Document extract –
[Start of section]

Nineteen-year-old Zippy can hardly believe she’s the newest and youngest salesgirl at I. Magnin, “San Francisco’s Finest Department Store.” Every week, she rotates her three spruced-up Salvation Army outfits and Vaseline-shined pumps; still, she’s thrilled to walk those pumps through the employee entrance five days a week as she saves to buy something new. For a girl who grew up in a one-bedroom apartment above a liquor store with her mother and her mother’s madcap boyfriend, Howard; a girl who wanted to go to college but had no help in figuring out how; I. Magnin represents a real chance for a better and more elegant life. Or, at the very least, a more interesting one.

[End of section]

Work task 1 – In the passage about Zippy, how many outfits does she rotate each week?
Work task 2 – Extend the passage about Zippy's job at I. Magnin, starting right after its last sentence.
You won't need the entries that come after this text.

Material supplied –

[Start of section]

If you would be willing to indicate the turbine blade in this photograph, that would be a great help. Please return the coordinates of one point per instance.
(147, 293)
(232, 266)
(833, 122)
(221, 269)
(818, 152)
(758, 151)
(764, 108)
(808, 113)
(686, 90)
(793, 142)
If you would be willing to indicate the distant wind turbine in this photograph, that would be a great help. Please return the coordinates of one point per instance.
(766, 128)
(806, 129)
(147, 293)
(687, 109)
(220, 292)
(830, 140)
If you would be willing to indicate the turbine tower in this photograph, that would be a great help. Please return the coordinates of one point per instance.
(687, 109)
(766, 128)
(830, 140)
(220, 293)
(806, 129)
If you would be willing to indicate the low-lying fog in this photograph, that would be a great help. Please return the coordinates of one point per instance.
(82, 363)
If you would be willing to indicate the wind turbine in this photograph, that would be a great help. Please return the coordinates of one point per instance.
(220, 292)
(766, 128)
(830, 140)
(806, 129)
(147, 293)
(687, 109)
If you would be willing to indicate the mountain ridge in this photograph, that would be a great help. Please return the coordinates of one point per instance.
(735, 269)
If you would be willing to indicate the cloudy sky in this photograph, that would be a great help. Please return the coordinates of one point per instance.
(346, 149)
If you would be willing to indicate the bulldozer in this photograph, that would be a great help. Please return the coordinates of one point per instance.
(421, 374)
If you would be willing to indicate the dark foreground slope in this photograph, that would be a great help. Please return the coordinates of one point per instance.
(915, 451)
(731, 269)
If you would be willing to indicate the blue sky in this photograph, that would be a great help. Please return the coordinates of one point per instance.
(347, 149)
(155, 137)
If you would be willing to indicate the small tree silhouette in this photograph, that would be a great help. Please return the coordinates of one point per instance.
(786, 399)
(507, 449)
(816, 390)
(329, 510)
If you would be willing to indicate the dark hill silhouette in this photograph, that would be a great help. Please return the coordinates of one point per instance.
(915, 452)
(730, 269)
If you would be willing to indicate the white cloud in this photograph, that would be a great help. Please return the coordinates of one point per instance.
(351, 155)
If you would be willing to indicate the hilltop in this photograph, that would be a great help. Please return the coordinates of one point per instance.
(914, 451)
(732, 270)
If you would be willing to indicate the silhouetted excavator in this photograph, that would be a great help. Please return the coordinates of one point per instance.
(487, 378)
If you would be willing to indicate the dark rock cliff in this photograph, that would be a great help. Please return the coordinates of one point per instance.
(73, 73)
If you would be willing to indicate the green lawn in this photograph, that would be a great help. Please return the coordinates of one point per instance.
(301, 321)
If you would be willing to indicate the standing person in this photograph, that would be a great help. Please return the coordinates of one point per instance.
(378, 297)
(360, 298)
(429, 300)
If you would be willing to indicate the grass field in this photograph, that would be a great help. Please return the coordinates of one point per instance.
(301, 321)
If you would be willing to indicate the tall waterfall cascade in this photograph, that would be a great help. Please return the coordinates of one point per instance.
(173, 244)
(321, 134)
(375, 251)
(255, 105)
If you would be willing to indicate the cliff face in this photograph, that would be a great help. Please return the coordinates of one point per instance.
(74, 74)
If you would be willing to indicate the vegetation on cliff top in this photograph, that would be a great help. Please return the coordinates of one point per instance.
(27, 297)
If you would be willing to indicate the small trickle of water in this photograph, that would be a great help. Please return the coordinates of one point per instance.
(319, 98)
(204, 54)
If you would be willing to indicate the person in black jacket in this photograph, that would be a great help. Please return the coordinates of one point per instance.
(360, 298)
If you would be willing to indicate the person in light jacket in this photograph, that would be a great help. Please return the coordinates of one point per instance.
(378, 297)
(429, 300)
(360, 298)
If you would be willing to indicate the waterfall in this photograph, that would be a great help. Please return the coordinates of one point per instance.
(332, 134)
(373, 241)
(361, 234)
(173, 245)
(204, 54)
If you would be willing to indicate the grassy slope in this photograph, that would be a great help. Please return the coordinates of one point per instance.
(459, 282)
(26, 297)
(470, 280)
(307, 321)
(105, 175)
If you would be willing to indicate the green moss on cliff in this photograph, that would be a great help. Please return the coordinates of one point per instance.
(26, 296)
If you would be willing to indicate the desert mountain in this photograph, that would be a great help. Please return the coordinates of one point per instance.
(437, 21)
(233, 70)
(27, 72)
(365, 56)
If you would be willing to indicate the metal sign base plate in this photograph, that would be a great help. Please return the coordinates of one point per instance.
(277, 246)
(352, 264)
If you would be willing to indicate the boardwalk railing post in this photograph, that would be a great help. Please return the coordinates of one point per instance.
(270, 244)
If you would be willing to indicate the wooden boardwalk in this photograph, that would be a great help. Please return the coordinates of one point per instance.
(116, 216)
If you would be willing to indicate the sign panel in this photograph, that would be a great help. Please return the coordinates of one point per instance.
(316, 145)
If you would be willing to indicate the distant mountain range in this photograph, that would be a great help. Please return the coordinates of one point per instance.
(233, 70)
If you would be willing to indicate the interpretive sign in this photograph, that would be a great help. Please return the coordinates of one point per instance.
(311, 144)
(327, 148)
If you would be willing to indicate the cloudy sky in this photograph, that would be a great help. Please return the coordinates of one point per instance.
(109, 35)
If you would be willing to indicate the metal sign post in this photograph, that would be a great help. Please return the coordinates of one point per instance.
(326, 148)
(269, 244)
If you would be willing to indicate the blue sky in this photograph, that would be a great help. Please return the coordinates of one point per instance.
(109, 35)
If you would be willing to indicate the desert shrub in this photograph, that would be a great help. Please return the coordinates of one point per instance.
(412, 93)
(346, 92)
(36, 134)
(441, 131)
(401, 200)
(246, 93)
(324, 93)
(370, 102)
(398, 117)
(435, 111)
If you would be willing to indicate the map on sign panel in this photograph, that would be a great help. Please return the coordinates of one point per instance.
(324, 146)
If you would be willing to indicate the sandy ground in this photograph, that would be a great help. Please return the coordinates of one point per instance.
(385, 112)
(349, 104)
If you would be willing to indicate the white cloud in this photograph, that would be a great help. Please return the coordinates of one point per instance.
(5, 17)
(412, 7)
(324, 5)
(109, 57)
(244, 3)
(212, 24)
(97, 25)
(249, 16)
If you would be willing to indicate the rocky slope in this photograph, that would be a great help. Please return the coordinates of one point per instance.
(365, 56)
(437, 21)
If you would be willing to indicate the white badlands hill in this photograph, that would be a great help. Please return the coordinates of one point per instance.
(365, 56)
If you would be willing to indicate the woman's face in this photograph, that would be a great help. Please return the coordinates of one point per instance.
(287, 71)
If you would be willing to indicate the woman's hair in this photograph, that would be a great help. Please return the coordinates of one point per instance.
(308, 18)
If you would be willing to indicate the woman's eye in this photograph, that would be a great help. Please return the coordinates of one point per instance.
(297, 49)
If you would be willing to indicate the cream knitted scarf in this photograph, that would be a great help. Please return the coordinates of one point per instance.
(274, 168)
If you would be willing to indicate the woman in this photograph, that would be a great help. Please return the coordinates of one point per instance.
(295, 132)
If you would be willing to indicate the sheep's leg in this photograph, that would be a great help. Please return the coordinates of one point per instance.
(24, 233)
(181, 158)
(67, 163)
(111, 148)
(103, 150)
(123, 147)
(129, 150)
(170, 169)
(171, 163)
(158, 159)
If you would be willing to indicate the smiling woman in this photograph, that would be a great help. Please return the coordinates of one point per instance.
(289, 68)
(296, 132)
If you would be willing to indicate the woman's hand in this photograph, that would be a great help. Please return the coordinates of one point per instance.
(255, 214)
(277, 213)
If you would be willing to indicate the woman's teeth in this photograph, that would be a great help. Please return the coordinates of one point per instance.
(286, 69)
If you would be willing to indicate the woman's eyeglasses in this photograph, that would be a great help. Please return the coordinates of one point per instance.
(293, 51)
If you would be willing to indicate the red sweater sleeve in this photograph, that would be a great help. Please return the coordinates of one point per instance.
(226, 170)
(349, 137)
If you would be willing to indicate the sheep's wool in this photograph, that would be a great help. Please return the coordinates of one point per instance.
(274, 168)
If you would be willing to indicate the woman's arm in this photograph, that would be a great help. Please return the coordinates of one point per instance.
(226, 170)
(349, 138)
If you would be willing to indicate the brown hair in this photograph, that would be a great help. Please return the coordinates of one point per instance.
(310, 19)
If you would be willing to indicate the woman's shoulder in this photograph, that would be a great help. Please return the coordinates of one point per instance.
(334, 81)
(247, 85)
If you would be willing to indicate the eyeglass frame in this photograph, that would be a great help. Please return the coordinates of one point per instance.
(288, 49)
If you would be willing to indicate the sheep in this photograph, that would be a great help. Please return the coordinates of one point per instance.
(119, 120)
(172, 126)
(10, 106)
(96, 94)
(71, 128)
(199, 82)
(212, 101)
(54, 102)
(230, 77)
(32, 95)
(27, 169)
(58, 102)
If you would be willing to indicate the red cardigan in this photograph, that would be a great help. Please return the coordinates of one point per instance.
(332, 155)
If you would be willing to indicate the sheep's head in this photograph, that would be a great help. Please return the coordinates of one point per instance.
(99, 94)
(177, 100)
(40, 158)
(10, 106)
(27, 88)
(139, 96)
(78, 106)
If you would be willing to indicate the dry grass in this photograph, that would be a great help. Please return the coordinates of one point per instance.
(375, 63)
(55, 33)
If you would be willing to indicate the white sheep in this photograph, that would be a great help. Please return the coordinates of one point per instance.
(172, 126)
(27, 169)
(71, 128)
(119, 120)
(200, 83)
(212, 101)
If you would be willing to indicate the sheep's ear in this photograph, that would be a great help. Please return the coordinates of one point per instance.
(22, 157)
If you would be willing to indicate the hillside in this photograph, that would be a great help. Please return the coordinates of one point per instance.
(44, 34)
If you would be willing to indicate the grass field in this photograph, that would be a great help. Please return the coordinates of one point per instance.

[End of section]

Answer area 1 – Three spruced-up Salvation Army outfits.

Answer area 2 –
Zippy may not be in school, but she’s about to get an education that will stick with her for decades. Her fellow salesgirls (lifetime professionals) run the gamut from mean and indifferent to caring and helpful. The cosmetics ladies on the first floor share both samples and advice (“only date a man with a Rolex”); and her new roommate, Raquel, an ambitious lawyer, tells Zippy she can lose ten pounds easy if she joins Raquel in eating only every other day. Just when Zippy thinks she’s getting a handle on how to be an adult woman in 1985, two surprises threaten both her sense of self and her coveted position at I. Magnin.
Set in the Day-Glo colors of 1980s San Francisco, Shopgirls is an intoxicating novel of self-discovery, outrageous fashion, and family both biological and found."